THE REQUEST:
Copy the data below line for line, with no changes.

LISTED RECORDS:
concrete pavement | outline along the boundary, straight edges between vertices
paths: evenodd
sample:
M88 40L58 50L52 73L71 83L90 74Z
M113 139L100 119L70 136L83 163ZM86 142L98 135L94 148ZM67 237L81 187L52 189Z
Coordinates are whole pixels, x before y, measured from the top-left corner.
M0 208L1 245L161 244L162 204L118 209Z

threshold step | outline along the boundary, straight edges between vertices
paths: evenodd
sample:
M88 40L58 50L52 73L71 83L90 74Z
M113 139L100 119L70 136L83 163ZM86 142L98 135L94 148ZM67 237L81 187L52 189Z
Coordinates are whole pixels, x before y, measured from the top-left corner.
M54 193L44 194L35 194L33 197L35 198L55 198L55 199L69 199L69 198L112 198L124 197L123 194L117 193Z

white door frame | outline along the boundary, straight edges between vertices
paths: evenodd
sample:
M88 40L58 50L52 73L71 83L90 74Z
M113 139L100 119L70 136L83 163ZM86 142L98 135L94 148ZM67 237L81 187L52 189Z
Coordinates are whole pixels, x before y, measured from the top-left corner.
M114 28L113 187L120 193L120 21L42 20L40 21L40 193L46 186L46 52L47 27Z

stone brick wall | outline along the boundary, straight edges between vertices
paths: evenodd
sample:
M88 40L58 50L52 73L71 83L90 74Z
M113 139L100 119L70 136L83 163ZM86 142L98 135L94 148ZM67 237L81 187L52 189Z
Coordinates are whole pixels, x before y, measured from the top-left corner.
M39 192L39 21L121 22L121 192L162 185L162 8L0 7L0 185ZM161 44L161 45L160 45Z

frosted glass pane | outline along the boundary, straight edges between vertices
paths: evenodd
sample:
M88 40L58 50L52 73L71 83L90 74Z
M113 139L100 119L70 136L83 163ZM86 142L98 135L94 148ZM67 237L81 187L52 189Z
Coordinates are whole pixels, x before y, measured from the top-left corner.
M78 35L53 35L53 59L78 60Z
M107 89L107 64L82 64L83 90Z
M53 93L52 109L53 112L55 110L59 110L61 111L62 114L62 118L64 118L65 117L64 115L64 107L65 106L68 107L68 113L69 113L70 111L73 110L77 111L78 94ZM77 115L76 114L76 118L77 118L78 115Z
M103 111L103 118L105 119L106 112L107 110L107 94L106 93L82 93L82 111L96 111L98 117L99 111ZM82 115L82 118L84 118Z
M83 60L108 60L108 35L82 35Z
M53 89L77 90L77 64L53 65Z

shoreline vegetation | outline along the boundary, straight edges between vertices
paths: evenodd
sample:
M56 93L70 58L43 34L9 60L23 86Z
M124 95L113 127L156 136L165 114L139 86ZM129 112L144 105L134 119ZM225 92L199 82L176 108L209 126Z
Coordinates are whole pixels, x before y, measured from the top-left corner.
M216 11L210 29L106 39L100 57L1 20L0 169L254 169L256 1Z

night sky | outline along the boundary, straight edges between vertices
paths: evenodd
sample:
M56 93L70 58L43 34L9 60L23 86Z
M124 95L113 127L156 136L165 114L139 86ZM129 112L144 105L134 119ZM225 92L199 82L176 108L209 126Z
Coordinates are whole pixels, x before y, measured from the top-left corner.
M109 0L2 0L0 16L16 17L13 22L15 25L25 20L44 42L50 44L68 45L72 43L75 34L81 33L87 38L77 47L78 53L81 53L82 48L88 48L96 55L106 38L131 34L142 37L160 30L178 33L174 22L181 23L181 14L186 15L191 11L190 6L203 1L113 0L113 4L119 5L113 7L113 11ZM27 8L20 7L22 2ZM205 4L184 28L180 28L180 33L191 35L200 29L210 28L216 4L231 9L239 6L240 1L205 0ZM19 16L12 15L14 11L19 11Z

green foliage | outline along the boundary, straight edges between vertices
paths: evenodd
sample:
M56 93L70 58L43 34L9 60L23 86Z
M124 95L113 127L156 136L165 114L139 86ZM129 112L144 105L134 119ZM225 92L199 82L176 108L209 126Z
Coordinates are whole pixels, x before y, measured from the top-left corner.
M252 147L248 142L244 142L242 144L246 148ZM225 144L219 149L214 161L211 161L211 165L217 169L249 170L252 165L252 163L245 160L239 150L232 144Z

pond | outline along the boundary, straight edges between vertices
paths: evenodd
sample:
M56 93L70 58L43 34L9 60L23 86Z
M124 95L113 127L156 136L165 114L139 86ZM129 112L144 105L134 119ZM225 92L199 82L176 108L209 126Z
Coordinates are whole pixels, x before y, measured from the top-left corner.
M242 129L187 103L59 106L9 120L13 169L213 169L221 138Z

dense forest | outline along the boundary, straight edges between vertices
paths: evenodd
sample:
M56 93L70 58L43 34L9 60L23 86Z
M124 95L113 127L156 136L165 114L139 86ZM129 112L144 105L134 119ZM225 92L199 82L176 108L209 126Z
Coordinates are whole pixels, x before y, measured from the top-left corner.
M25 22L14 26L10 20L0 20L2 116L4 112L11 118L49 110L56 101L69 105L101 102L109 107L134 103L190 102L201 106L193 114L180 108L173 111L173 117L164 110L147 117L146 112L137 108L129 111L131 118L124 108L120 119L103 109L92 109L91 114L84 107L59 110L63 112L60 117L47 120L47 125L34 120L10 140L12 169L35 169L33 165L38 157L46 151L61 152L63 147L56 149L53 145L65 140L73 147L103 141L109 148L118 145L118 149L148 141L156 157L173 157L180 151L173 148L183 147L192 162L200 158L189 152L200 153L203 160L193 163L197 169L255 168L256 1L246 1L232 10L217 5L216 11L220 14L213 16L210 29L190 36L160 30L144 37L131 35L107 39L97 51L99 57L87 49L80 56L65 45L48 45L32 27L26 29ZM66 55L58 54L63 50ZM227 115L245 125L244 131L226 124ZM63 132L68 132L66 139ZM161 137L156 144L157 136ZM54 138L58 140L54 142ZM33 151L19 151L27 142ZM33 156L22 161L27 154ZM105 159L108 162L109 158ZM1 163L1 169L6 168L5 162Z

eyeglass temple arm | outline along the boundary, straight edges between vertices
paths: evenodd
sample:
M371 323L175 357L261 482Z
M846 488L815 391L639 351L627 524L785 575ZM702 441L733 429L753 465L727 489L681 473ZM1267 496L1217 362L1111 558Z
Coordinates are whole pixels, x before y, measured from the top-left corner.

THE RESPONSE:
concrete pavement | outline along the boundary, straight edges between vertices
paths: evenodd
sample:
M88 40L58 50L52 73L71 83L90 74Z
M113 139L100 119L70 136L83 163ZM86 142L98 135L94 148ZM67 237L81 187L52 189Z
Coordinates are whole pixels, x before y, measured from the top-left corner.
M0 208L1 245L161 244L162 204L118 209Z

threshold step | outline along the boundary, straight edges between vertices
paths: evenodd
sample:
M88 40L58 50L52 73L71 83L90 74Z
M113 139L100 119L70 136L83 163ZM86 142L98 135L94 148ZM67 237L81 187L52 189Z
Coordinates are whole pixels, x before y, measured from the top-left corner.
M54 193L44 194L35 194L33 197L35 198L55 198L55 199L69 199L69 198L112 198L124 197L123 194L117 193Z

white door frame | outline along the boundary, straight edges between vertices
paths: evenodd
sample:
M88 40L58 50L52 73L71 83L90 74Z
M113 139L100 119L70 136L83 163ZM86 142L98 135L94 148ZM67 237L81 187L52 189Z
Coordinates are whole pixels, x before y, measured from the top-left corner.
M114 28L113 187L120 193L120 21L42 20L40 21L40 193L46 186L46 52L47 27Z

stone brick wall | outline along the boundary, straight edges between vertices
paths: evenodd
sample:
M88 40L58 50L52 73L71 83L90 74Z
M113 139L100 119L70 136L83 163ZM86 142L98 135L94 148ZM67 237L81 187L52 189Z
Coordinates are whole pixels, x before y, measured from the top-left corner.
M39 192L39 21L121 22L121 192L162 185L162 8L0 7L0 185ZM161 44L161 45L160 45Z

frosted glass pane | outline along the boundary, straight edges between vertices
paths: evenodd
sample:
M88 40L58 50L52 73L71 83L90 74Z
M113 139L100 119L70 136L83 163ZM86 142L98 135L94 148ZM67 237L81 187L52 189Z
Coordinates are whole pixels, x before y, measured from the top-left corner.
M78 35L53 35L53 59L78 60Z
M107 89L107 64L82 64L83 90Z
M53 93L52 109L53 112L55 110L59 110L61 111L62 114L62 118L64 118L65 117L64 115L64 107L65 106L68 107L68 113L69 113L70 111L73 110L77 111L78 94ZM77 115L76 114L76 118L77 118L78 115Z
M103 111L103 118L105 119L106 112L107 110L107 94L106 93L82 93L82 111L96 111L98 117L99 111ZM82 115L82 118L84 118Z
M83 60L108 60L108 35L82 35Z
M53 89L77 90L77 64L53 65Z

shoreline vegetation | outline along the boundary, straight edges between vertices
paths: evenodd
sample:
M56 93L70 58L43 34L9 60L23 86Z
M124 95L113 127L156 136L165 114L139 86ZM129 112L144 105L134 119ZM225 92L199 82L176 108L209 126Z
Coordinates are whole pixels, x before y, measured from the top-left corner.
M216 11L210 29L106 39L100 57L1 20L0 169L254 169L256 1Z

night sky | outline along the boundary, straight edges between vertices
paths: evenodd
sample:
M56 93L70 58L43 34L9 60L23 86Z
M124 95L113 127L156 136L165 114L139 86ZM129 112L144 105L134 119ZM225 92L199 82L176 108L209 126Z
Coordinates are whole pixels, x before y, measured from the top-left corner.
M109 0L2 0L0 16L16 17L13 22L15 25L25 20L44 42L50 44L68 45L72 43L75 34L81 33L87 38L77 47L78 53L81 53L82 48L88 48L96 55L106 38L131 34L142 37L160 30L178 33L174 22L181 23L181 14L186 15L191 11L190 6L203 1L113 0L113 4L119 5L113 7L113 11ZM27 8L20 7L22 2ZM205 4L184 28L180 28L180 33L191 35L200 29L210 28L216 4L231 9L239 6L240 1L205 0ZM19 16L12 15L14 11L19 11Z

green foliage | outline along the boundary, straight edges between vertices
paths: evenodd
sample:
M56 93L70 58L43 34L9 60L23 86Z
M124 95L113 127L156 136L165 114L139 86ZM129 112L144 105L134 119ZM225 92L199 82L176 108L209 126Z
Coordinates are whole pixels, x before y, measured from the top-left corner.
M252 147L248 142L244 142L242 144L246 148ZM225 144L219 149L214 161L211 161L211 165L217 169L249 170L252 165L252 163L245 160L239 150L232 144Z

pond | outline along the boundary, straight edges between vertices
paths: evenodd
sample:
M56 93L70 58L43 34L9 60L23 86Z
M124 95L113 127L156 136L165 114L139 86ZM129 112L144 105L134 119ZM225 92L199 82L176 108L209 126Z
Coordinates are whole pixels, x before y, measured from the top-left corner.
M242 129L187 103L59 106L9 120L13 169L213 169L221 138Z

dense forest | outline along the boundary, straight edges between vertices
paths: evenodd
sample:
M56 93L70 58L43 34L9 60L23 86Z
M124 95L113 127L156 136L165 114L139 86ZM129 112L144 105L134 119ZM225 92L199 82L176 108L209 126Z
Coordinates are whole pixels, x before y, measured from the top-left corner.
M25 22L14 26L10 20L0 20L2 116L4 112L11 118L49 110L56 101L69 105L101 102L109 107L134 103L190 102L201 106L193 114L180 108L173 111L173 117L164 110L147 117L146 112L137 108L129 111L131 118L124 108L120 119L103 109L92 109L91 114L84 107L59 110L63 112L60 117L47 120L47 125L34 120L10 140L12 169L35 169L33 165L38 157L46 151L61 152L63 147L56 149L53 145L65 140L73 147L103 141L109 148L118 145L118 149L148 141L156 157L173 157L180 151L173 148L183 147L192 162L200 158L189 152L200 153L203 160L193 163L197 169L255 168L256 1L246 1L232 10L217 5L216 11L220 14L213 16L210 29L190 36L160 30L144 37L131 35L107 39L97 51L99 57L87 49L80 56L65 45L48 45L32 27L26 29ZM66 55L58 54L63 50ZM227 115L245 125L244 131L226 124ZM63 132L68 132L66 139ZM161 137L156 144L157 136ZM54 138L58 140L54 142ZM33 151L19 151L27 142ZM33 156L22 161L27 154ZM105 159L108 162L109 158ZM1 163L1 169L6 168L5 162Z

eyeglass temple arm | outline along the boundary, straight edges between vertices
paths: evenodd
sample:
M371 323L175 357L261 482Z
M846 488L815 391L639 351L627 524L785 575ZM702 441L733 429L753 465L727 489L681 473ZM1267 496L1217 362L1111 558Z
Coordinates are whole pixels, x before y, measured from the top-left corner.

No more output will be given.